CONSEGNE>
a – Quali persone sono indicate per nome nell'articolo su Erdogan e il terremoto? Elencale tutte.
b – Riscrivi tutto ciò che va da "E probabilmente non" fino a "ciascuna famiglia colpita." nell'articolo su Erdogan e il terremoto, sostituendo "rabbia" con "frustrazione".
c – Riprendi l'articolo su Erdogan e il terremoto dal punto in cui si interrompe.

BRANO PROPOSTO>
══════════

Un ottimismo ostentato che suona sinistro di fronte alle macerie delle aree devastate al confine con la Siria dove Erdogan è arrivato mercoledì a chiedere, nonostante tutto, «unità e solidarietà».

«Abbiamo mobilitato tutte le nostre risorse. Daremo il nostro sostegno alle famiglie», ha rassicurato l'uomo forte di Ankara, ma il messaggio è un altro e punta a difendere una sola linea, la sua. «Vi chiedo espressamente di non dare un'opportunità ai provocatori», ha scandito.

Poco dopo è arrivata la notizia che Twitter, dove si erano moltiplicate proteste e critiche per i ritardi nei soccorsi, ha smesso di funzionare.

Forti critiche a Erdogan

Proprio sul «social», Kemal Kilicdaroglu, leader del principale partito di opposizione (il Partito popolare repubblicano), si era scagliato contro Erdogan accusandolo di essere «responsabile» della «lenta reazione» nella gestione dei soccorsi e denunciando che il governo non ha mai spiegato dove siano finiti i 4,6 miliardi di dollari (oltre 4,2 miliardi di franchi al cambio attuale) raccolti con la cosiddetta tassa sui terremoti imposta dopo il violento sisma del 1999.

Certo non nella prevenzione dei disastri e nello sviluppo dei servizi di emergenza, ha denunciato a sua volta il giornalista turco Can Dundar, in esilio in Germania, vaticinando la fine politica di Erdogan: «Salito al potere con un terremoto, se ne andrà con un terremoto» che «lo seppellirà tra le macerie».

Fermati dalla polizia in 18 per post «provocatori»

Intanto, a causa di post «provocatori» diciotto persone sono state fermate dalla polizia e cinque sono state arrestate, ha riferito la televisione di stato turca TRT.

E probabilmente non basterà a placare la rabbia della gente il «sostegno» annunciato da Erdogan di circa 500 euro (la medesima somma in franchi) per ciascuna famiglia colpita.

══════════

MATERIALE ESTRATTO>
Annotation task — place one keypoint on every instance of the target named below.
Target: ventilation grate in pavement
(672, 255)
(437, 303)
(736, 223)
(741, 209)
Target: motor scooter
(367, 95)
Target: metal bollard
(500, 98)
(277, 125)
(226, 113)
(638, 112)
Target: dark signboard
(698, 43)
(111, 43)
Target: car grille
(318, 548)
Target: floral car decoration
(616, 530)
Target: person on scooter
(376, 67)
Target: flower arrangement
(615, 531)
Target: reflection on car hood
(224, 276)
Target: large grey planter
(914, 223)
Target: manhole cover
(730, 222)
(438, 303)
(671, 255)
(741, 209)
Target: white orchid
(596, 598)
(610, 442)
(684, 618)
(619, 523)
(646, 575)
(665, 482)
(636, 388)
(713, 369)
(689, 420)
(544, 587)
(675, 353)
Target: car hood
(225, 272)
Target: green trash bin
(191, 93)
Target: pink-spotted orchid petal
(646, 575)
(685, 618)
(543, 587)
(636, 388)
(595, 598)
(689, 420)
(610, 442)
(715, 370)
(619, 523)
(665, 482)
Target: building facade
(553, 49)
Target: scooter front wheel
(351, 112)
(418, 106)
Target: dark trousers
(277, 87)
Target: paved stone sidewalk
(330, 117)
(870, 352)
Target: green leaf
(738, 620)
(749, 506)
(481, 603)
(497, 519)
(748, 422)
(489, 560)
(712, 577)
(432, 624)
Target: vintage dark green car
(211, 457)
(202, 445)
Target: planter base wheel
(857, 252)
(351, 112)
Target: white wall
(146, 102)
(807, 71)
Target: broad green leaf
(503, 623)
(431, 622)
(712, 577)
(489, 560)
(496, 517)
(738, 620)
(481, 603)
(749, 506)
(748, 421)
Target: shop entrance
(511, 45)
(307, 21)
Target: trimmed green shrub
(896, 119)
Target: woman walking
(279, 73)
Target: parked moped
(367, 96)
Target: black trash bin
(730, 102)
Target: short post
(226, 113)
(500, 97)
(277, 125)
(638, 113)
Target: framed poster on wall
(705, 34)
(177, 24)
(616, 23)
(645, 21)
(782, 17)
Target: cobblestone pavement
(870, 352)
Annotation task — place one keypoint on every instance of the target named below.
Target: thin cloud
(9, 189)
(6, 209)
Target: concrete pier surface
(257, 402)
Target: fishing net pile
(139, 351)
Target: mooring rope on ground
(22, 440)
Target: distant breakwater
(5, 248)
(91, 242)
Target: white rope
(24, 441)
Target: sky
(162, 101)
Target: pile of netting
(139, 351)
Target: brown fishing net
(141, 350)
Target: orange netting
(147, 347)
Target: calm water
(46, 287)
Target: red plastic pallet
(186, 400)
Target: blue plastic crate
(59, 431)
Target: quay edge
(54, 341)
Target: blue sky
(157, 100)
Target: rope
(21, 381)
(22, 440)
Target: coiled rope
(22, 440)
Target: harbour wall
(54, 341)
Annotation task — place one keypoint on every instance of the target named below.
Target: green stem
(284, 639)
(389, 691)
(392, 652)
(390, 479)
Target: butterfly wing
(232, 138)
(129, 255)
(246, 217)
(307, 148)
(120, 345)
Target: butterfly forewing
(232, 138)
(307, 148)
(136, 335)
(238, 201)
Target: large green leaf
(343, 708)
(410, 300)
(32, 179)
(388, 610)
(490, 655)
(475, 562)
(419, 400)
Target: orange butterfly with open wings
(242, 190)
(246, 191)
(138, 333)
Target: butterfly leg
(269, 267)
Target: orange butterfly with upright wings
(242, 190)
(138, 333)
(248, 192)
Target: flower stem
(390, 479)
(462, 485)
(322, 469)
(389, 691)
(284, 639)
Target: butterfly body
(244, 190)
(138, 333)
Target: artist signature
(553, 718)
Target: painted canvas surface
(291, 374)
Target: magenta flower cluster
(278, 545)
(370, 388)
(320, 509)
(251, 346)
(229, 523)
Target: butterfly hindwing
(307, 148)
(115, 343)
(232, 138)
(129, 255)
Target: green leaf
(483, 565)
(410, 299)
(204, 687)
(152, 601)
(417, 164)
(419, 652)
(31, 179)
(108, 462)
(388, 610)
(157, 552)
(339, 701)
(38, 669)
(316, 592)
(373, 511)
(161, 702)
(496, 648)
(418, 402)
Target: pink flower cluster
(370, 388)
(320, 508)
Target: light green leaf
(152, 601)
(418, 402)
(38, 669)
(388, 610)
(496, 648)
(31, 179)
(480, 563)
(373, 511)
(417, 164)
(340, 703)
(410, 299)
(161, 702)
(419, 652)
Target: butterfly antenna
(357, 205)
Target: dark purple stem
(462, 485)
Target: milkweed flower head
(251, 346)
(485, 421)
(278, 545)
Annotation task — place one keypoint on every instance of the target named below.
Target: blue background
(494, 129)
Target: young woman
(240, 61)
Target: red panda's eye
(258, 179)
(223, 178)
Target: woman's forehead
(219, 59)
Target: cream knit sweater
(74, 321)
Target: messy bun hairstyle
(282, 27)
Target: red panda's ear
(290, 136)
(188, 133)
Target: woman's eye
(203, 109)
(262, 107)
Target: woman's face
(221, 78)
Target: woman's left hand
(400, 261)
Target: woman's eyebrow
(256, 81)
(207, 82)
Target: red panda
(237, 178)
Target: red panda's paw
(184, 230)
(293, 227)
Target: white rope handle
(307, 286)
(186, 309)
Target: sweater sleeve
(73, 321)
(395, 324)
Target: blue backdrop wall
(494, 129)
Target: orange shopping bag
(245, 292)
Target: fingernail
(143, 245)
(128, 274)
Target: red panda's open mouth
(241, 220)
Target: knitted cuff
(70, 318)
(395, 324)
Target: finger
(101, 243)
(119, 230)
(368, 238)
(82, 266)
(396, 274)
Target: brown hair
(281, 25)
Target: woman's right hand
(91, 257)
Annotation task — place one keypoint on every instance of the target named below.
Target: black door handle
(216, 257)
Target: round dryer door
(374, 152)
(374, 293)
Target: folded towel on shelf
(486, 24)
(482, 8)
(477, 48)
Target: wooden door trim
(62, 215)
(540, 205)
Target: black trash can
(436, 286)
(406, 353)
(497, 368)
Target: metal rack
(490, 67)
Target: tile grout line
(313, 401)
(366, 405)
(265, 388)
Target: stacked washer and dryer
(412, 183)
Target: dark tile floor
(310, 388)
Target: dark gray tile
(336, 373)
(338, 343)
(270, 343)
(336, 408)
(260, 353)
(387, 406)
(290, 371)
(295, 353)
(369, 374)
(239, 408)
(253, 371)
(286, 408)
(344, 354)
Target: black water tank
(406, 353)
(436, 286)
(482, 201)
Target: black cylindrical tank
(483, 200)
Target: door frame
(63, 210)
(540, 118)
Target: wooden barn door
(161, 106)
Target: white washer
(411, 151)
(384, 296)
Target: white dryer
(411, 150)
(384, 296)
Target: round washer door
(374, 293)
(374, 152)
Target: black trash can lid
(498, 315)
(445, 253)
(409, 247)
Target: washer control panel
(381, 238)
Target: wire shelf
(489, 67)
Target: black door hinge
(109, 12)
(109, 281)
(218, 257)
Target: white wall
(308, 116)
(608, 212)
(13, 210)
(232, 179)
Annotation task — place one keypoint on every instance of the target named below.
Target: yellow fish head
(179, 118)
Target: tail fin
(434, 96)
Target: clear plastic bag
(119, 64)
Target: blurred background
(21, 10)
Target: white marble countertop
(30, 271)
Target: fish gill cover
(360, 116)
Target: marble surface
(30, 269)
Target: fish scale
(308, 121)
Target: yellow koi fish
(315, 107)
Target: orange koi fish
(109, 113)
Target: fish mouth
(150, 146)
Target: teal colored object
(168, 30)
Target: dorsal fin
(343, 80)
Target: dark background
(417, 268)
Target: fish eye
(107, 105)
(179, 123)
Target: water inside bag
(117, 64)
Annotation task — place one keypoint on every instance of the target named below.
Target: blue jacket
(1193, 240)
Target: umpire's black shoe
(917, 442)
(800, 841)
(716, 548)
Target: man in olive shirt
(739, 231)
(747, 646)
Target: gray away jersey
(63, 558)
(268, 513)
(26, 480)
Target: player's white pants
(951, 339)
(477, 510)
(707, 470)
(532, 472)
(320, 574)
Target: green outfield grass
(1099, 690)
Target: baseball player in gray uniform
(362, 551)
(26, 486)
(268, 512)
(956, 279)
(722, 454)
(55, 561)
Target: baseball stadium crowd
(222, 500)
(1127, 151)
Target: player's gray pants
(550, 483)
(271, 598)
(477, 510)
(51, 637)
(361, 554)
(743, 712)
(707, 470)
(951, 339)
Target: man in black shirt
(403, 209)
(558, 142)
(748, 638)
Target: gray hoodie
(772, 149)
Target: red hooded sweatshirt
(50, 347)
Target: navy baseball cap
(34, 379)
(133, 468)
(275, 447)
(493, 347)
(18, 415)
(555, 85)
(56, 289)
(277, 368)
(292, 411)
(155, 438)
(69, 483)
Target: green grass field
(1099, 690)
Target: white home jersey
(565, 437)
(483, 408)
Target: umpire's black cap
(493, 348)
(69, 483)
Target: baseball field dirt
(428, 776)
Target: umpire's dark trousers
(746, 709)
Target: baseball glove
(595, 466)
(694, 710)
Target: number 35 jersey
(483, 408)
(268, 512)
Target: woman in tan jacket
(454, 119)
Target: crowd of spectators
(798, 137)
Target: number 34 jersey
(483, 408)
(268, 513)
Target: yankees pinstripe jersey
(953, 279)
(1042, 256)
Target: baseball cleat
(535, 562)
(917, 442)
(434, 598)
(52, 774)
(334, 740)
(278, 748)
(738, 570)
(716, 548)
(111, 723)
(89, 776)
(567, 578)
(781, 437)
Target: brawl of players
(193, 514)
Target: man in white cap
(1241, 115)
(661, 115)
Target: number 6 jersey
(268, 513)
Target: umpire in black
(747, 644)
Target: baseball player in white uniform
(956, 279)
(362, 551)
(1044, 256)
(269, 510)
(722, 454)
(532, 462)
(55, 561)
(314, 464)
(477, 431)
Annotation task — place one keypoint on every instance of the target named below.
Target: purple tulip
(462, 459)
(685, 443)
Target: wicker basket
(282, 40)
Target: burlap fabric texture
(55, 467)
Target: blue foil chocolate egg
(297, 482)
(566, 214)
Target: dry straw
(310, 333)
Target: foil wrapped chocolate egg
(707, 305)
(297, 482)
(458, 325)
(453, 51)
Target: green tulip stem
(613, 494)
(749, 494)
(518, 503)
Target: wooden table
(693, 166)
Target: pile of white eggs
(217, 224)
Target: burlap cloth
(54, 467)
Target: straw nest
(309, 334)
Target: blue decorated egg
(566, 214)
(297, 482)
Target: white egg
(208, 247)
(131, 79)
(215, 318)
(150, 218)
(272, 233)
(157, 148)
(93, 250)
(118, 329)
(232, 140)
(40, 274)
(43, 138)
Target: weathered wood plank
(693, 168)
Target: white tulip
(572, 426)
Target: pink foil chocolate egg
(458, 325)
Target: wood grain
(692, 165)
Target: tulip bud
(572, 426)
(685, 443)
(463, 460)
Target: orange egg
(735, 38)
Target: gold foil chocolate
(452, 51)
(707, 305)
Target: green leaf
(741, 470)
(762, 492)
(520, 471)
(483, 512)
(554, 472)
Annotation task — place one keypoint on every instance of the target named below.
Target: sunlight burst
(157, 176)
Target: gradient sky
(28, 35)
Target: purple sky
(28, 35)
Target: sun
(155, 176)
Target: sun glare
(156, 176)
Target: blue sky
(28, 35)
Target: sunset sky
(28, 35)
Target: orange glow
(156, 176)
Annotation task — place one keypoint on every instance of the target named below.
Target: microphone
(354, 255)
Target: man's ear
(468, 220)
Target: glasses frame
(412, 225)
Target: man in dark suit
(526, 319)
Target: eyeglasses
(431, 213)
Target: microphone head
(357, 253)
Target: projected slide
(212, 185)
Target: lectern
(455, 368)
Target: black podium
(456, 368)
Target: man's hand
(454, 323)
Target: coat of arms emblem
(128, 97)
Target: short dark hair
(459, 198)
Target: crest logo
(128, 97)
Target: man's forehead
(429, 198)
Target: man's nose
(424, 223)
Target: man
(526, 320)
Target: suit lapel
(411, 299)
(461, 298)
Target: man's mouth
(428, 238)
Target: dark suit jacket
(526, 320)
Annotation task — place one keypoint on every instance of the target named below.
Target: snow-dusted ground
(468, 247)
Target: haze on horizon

══════════

SOLUZIONI>
a –
Erdogan
Kemal Kilicdaroglu
Can Dundar

b –
E probabilmente non basterà a placare la frustrazione della gente il «sostegno» annunciato da Erdogan di circa 500 euro (la medesima somma in franchi) per ciascuna famiglia colpita.

c –
Gli edifici distrutti sono 6444, gli sfollati almeno 300'000. Non si contano le persone che passano la notte accanto a fuochi di fortuna all'aperto, solo una coperta addosso per ripararsi dal gelo, e difficilmente basteranno i resort di lusso di Antalya, Alanya, Mersin, dove il presidente ha promesso di ospitare gli sfollati.

Riaperti i valichi ma i siriani restano senza aiuti

Le autorità e le popolazioni del nordovest siriano, fuori dal controllo del governo centrale e devastato dal terremoto, chiedono a gran voce di ricevere, dal lato turco, aiuti internazionali per far fronte all'emergenza umanitaria.

Ma finora nessun convoglio è entrato in Siria dalla Turchia nonostante tre valichi frontalieri siano stati dichiarati aperti e nonostante le dichiarazioni delle cancellerie occidentali di aver finanziato l'acquisto e l'invio di aiuti.

La situazione rimane estremamente difficile anche nelle aree siriane disastrate ma controllate dal governo. Nonostante l'arrivo, all'aeroporto di Damasco, di aiuti da parte di numerosi paesi, la macchina dei soccorsi interna procede con mille ostacoli dovuti alla carenza di mezzi di uno Stato travolto da dodici anni di conflitto armato, afflitto da sanzioni occidentali e da una crisi economica senza precedenti nella sua storia.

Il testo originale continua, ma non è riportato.